What is expected:
For this exercise, restate the data below with no change at all.

Provided records:

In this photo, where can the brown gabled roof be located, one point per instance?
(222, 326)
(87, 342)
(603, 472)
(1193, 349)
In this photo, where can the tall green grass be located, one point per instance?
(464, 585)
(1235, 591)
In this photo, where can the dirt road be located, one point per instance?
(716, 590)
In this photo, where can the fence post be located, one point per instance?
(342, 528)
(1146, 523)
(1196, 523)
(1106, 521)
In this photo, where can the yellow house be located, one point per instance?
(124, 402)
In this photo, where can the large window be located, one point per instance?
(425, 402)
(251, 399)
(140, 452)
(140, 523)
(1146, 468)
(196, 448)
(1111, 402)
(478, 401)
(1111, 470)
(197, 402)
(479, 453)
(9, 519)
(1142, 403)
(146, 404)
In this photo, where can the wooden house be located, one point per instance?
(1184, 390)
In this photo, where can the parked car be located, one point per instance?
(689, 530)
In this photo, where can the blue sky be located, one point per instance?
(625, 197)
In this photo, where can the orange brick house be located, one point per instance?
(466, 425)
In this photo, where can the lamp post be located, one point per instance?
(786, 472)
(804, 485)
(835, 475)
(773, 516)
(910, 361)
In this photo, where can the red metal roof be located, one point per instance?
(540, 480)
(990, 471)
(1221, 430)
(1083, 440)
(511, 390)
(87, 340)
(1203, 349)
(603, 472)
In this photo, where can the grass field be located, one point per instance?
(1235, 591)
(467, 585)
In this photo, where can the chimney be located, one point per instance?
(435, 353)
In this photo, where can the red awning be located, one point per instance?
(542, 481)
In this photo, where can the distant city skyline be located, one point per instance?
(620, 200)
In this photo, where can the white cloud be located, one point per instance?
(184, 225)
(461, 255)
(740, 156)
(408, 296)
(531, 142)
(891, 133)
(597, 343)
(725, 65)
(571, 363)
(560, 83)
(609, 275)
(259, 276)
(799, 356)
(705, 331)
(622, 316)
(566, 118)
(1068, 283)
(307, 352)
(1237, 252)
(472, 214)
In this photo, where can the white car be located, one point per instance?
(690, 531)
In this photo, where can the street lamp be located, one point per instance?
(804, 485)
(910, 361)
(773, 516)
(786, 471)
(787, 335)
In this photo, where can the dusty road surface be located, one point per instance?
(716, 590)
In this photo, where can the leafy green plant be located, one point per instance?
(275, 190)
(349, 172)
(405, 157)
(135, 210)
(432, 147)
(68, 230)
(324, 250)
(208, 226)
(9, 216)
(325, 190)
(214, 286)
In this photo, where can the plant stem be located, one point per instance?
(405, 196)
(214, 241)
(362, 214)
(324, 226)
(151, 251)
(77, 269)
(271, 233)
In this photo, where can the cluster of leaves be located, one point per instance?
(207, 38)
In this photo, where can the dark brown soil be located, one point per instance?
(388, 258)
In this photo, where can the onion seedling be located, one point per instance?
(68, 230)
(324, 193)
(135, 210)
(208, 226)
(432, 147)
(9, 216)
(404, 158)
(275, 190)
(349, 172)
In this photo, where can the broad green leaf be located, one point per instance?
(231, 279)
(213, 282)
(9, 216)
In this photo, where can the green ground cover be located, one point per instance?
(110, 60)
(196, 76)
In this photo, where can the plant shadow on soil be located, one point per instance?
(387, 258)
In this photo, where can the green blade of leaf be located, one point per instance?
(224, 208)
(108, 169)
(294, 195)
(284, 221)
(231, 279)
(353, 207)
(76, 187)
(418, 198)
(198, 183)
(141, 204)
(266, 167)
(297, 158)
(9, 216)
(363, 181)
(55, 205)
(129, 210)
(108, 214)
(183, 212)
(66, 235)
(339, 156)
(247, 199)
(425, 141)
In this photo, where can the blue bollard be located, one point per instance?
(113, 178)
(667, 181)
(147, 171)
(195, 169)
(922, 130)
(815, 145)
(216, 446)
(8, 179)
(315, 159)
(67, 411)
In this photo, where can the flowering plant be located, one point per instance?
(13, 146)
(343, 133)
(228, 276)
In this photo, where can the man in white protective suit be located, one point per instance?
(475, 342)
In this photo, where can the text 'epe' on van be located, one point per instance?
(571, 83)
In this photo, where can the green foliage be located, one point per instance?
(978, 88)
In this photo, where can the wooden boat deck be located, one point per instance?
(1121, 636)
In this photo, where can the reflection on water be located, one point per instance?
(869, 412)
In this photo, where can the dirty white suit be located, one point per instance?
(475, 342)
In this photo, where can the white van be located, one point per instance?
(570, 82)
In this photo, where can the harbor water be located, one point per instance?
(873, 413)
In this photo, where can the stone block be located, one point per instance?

Written response:
In this photo, where can the brown gabled roof be located, one point per instance?
(222, 326)
(87, 342)
(603, 472)
(1193, 349)
In this photo, where can the tall green grass be located, one point per instance?
(464, 585)
(1235, 591)
In this photo, where can the dirt road be located, one point per instance?
(716, 590)
In this photo, where can the fence post be located, one point per instance?
(342, 528)
(1146, 523)
(1196, 523)
(1106, 521)
In this photo, where can the yellow house be located, one point per instance?
(124, 402)
In this photo, where can the large window be located, one point per instance?
(425, 402)
(251, 399)
(140, 452)
(140, 523)
(1146, 468)
(196, 448)
(1111, 402)
(478, 401)
(1111, 470)
(197, 402)
(479, 453)
(9, 519)
(1142, 403)
(146, 404)
In this photo, where can the wooden house be located, one point per instance?
(1184, 390)
In this photo, where can the parked car be located, one point per instance?
(689, 530)
In this photo, where can the blue sky be located, one point per instance?
(625, 197)
In this photo, where can the orange brick house be located, one point per instance?
(466, 425)
In this photo, where can the lamp post be located, one point per instance?
(786, 472)
(804, 485)
(835, 475)
(773, 516)
(910, 361)
In this photo, where can the red metal roof be located, one point per instance?
(540, 480)
(990, 471)
(1221, 430)
(1083, 440)
(511, 390)
(87, 340)
(1203, 349)
(603, 472)
In this photo, where can the grass field be located, one point per instance?
(1235, 591)
(467, 585)
In this photo, where can the chimney be located, one point per instance?
(435, 353)
In this photo, where can the red awning be located, one point per instance?
(542, 481)
In this photo, where can the distant city skyline be located, one point per instance?
(620, 200)
In this photo, where can the white cloud be located, one point per instance?
(184, 225)
(461, 255)
(740, 156)
(408, 296)
(531, 142)
(891, 133)
(597, 343)
(725, 65)
(571, 363)
(560, 83)
(609, 275)
(259, 276)
(799, 356)
(705, 331)
(622, 316)
(566, 118)
(1068, 283)
(307, 352)
(1237, 252)
(472, 214)
In this photo, where can the white car be located, one point per instance?
(690, 531)
In this photo, where can the street lamp be located, one point per instance?
(804, 485)
(910, 361)
(773, 516)
(786, 471)
(787, 335)
In this photo, where can the dusty road surface be located, one point per instance?
(716, 590)
In this photo, where can the leafy green plant be located, one point per instance?
(275, 190)
(349, 172)
(405, 157)
(135, 210)
(432, 147)
(68, 230)
(324, 250)
(208, 226)
(9, 216)
(325, 190)
(214, 286)
In this photo, where can the plant stem be located, one point per instance?
(405, 196)
(214, 241)
(362, 214)
(324, 226)
(151, 251)
(77, 269)
(271, 233)
In this photo, where can the cluster of leaves be located, one point per instance?
(207, 38)
In this photo, where can the dark brown soil be located, one point per instance?
(388, 258)
In this photo, where can the onion seedling be located, one point per instance?
(68, 230)
(324, 193)
(135, 210)
(208, 226)
(432, 147)
(9, 216)
(404, 158)
(275, 190)
(349, 172)
In this photo, where can the broad green leaf be located, one point per instance?
(231, 279)
(213, 282)
(9, 216)
In this photo, where can the green ground cover be located, one point per instance?
(110, 60)
(196, 76)
In this photo, where can the plant shadow on soil be located, one point per instance?
(387, 258)
In this photo, where can the green blade of leaf be located, one point per instance?
(224, 208)
(108, 169)
(294, 195)
(284, 221)
(231, 279)
(353, 207)
(76, 187)
(418, 198)
(198, 183)
(141, 204)
(266, 167)
(297, 158)
(9, 216)
(363, 181)
(55, 205)
(129, 210)
(108, 214)
(183, 212)
(66, 235)
(339, 156)
(247, 199)
(425, 141)
In this photo, where can the blue bollard be located, one point per instance?
(113, 178)
(667, 181)
(147, 171)
(195, 169)
(922, 130)
(815, 145)
(216, 446)
(8, 179)
(315, 159)
(67, 411)
In this photo, where can the flowering plant be located, one point per instance?
(13, 146)
(343, 133)
(228, 276)
In this photo, where can the man in white protective suit be located, one point per instance?
(475, 342)
In this photo, where can the text 'epe' on van be located, one point per instance?
(571, 83)
In this photo, where can the green foliage be located, one point per instance?
(978, 88)
In this photo, where can the wooden boat deck be located, one point per instance?
(1121, 636)
In this photo, where can the reflection on water be located, one point per instance?
(869, 412)
In this photo, where can the dirty white suit be located, one point per instance?
(475, 342)
In this photo, where can the white van be located, one point per instance?
(570, 82)
In this photo, where can the harbor water be located, one point per instance?
(873, 413)
In this photo, where can the stone block be located, one point per instance?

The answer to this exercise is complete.